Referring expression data
* * *
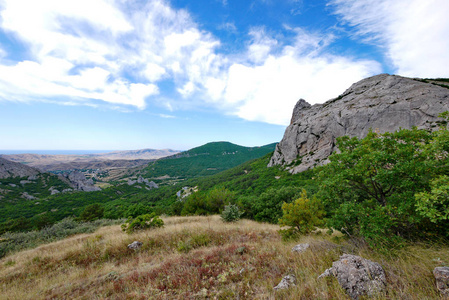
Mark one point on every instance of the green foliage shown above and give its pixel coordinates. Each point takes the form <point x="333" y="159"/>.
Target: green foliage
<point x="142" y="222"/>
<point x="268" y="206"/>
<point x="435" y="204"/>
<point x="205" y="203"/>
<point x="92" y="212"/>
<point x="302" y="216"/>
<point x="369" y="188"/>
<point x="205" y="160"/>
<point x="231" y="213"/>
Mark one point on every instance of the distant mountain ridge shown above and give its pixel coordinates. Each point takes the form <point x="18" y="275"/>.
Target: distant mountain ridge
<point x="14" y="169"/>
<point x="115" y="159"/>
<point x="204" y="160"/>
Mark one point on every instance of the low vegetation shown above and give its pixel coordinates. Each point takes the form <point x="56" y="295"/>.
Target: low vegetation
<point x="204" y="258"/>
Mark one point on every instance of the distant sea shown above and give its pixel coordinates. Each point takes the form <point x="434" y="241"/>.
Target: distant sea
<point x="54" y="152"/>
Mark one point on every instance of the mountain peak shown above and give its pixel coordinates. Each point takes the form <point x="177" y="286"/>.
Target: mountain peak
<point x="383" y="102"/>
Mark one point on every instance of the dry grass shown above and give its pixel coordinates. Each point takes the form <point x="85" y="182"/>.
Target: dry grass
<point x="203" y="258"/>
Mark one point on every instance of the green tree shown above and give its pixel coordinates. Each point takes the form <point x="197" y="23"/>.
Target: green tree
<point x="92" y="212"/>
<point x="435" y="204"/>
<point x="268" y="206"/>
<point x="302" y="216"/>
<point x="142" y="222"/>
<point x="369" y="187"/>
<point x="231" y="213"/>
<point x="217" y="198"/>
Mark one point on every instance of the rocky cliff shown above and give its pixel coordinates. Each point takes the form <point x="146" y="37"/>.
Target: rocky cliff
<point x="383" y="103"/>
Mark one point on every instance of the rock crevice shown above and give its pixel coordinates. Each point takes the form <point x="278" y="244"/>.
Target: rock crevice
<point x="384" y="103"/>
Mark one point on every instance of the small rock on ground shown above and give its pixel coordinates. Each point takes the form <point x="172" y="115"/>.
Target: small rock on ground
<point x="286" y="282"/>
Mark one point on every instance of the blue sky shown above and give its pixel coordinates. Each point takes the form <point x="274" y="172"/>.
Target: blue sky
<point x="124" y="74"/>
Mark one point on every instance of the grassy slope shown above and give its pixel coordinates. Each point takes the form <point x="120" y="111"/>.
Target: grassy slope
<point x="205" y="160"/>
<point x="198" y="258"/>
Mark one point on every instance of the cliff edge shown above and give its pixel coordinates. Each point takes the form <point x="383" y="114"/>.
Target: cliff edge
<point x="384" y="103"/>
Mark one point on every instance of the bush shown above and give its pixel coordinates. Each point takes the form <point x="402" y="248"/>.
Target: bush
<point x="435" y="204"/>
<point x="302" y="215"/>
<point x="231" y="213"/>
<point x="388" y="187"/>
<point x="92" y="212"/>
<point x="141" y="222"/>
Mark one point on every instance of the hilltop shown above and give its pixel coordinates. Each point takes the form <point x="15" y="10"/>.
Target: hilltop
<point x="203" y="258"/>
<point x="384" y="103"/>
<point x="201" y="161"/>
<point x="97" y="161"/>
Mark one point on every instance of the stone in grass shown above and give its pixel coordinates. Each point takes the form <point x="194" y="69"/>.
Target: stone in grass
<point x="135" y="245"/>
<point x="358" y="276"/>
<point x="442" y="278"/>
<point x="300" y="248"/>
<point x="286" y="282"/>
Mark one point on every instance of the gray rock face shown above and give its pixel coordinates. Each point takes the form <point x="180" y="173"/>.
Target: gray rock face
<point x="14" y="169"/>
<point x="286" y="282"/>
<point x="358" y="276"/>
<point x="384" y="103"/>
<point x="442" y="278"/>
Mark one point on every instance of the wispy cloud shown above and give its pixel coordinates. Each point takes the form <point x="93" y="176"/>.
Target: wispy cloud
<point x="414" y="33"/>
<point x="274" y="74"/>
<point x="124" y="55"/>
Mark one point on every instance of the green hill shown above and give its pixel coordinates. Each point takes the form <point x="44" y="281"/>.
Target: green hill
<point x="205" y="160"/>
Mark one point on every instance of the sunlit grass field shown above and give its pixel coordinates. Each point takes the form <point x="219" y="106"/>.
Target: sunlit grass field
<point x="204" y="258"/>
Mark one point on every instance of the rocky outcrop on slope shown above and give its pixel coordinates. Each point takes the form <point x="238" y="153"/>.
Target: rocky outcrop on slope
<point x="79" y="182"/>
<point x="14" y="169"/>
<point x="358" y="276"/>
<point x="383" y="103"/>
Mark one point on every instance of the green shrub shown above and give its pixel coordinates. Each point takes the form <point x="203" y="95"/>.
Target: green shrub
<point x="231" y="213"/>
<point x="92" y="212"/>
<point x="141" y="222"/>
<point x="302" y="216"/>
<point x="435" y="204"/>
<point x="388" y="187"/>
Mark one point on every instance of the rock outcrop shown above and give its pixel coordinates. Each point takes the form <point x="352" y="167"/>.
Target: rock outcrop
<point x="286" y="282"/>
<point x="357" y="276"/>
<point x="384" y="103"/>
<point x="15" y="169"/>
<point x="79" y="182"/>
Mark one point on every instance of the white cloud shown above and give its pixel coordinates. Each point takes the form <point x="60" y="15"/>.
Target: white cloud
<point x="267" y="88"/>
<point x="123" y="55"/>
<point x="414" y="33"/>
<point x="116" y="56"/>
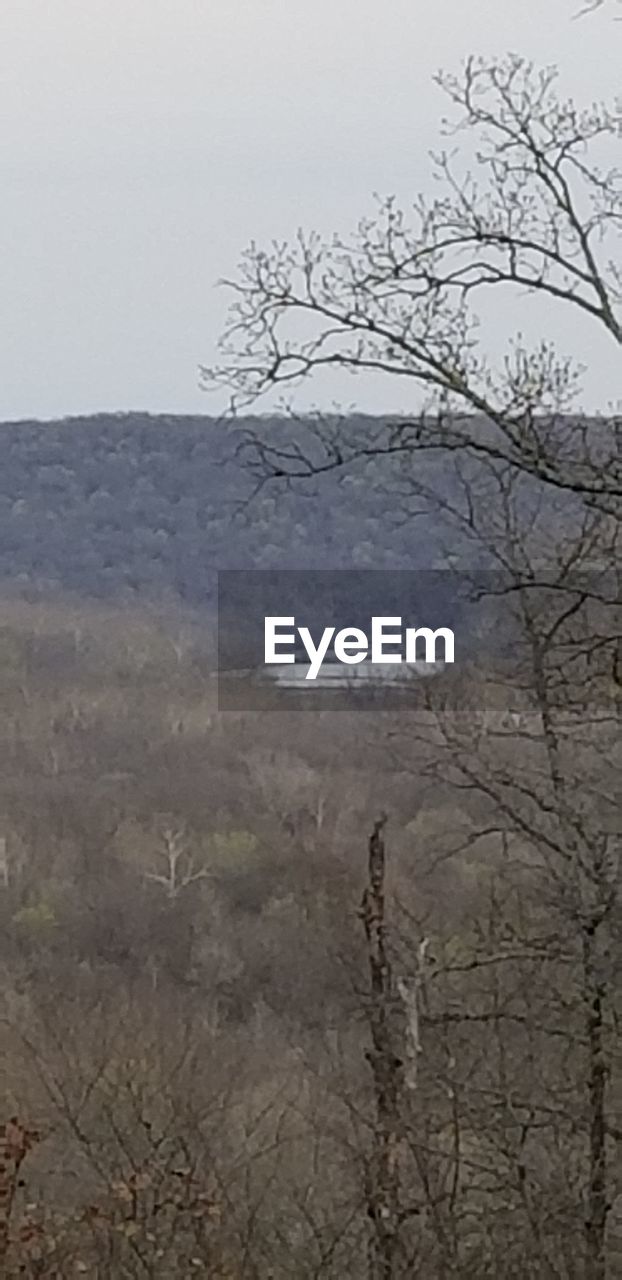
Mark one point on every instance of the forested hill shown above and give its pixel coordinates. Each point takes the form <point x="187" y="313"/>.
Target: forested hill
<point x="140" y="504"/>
* * *
Reproduce exactly the section above that begins at the line containing "Target: stone in grass" and ends at the line containing "Mark one point on every instance of the rock outcrop", leaving out all other lines.

Target: stone in grass
<point x="135" y="245"/>
<point x="358" y="276"/>
<point x="442" y="278"/>
<point x="300" y="248"/>
<point x="286" y="282"/>
Mark one point on every instance of the gray rock face shown above and give its pixel coordinates. Each point takes the form <point x="180" y="173"/>.
Target: gray rock face
<point x="14" y="169"/>
<point x="286" y="282"/>
<point x="358" y="276"/>
<point x="384" y="103"/>
<point x="442" y="278"/>
Mark one point on every instance of the wispy cloud shown above and give its pixel coordinates. Each point takes the form <point x="93" y="176"/>.
Target: wispy cloud
<point x="414" y="33"/>
<point x="274" y="74"/>
<point x="124" y="55"/>
Mark one point on every instance of the green hill shown above and give its pixel coordinates. Each point takes the form <point x="44" y="281"/>.
Target: green hill
<point x="205" y="160"/>
Mark one point on every instance of the sunlit grass field shown above and give its pixel coordinates. Each point takes the form <point x="219" y="106"/>.
Target: sunlit grass field
<point x="204" y="258"/>
Mark one point on every instance of the rocky outcrop on slope shown above and give its pixel coordinates. Each point takes the form <point x="238" y="153"/>.
Target: rocky outcrop on slope
<point x="79" y="182"/>
<point x="14" y="169"/>
<point x="358" y="276"/>
<point x="383" y="103"/>
Mark one point on every instance of the green shrub shown above and give its pixel coordinates. Each point takes the form <point x="203" y="95"/>.
Target: green shrub
<point x="231" y="213"/>
<point x="92" y="212"/>
<point x="141" y="222"/>
<point x="302" y="216"/>
<point x="435" y="204"/>
<point x="388" y="187"/>
Mark one point on every instance of the rock outcrop shown above and give its pixel coordinates. Each point takes the form <point x="352" y="167"/>.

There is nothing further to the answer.